● **EXERCISE OBJECTIVE**: Give the number of lines in the records below that hold "find"; nothing else is needed.
GIVEN DATA below:
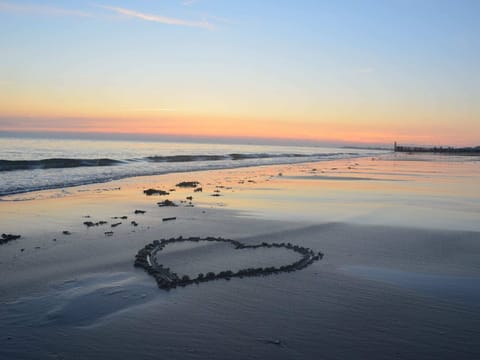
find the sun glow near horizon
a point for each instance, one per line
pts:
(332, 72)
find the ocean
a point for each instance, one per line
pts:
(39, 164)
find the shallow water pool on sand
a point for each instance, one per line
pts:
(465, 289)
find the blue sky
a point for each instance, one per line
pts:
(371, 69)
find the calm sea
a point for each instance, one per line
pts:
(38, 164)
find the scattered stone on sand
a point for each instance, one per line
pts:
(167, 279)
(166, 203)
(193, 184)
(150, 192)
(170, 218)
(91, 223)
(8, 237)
End of GIVEN DATA.
GIVEN DATA below:
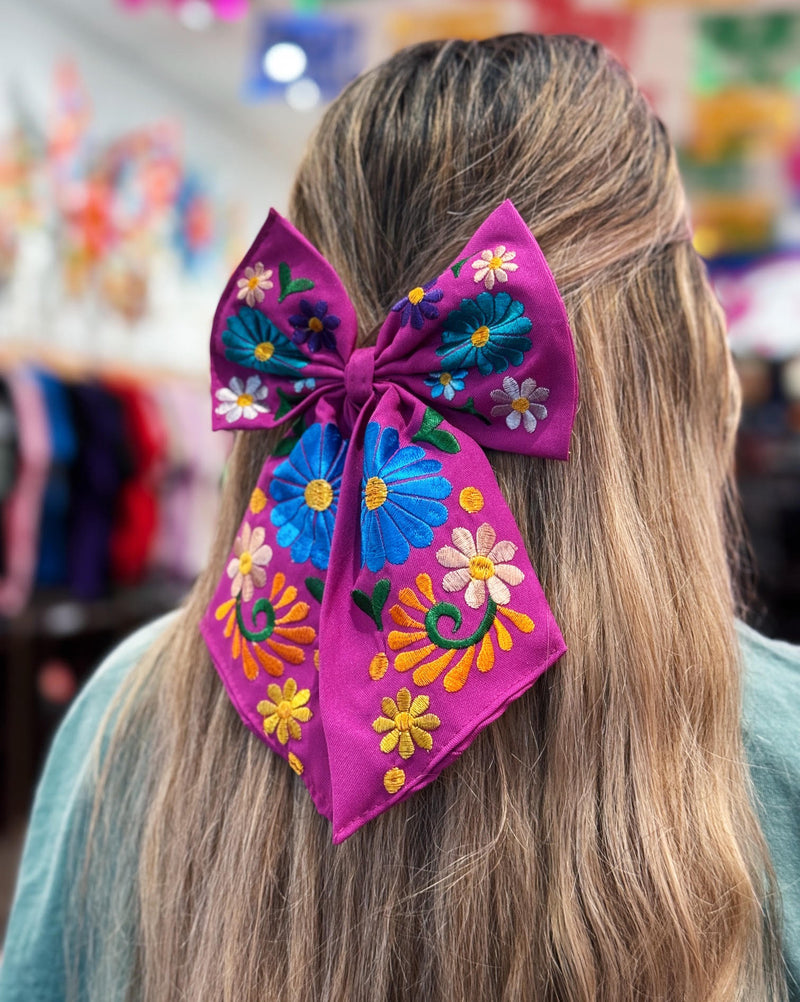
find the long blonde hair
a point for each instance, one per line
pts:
End of GIVEN DATA.
● **YOUR SOLUTION**: 7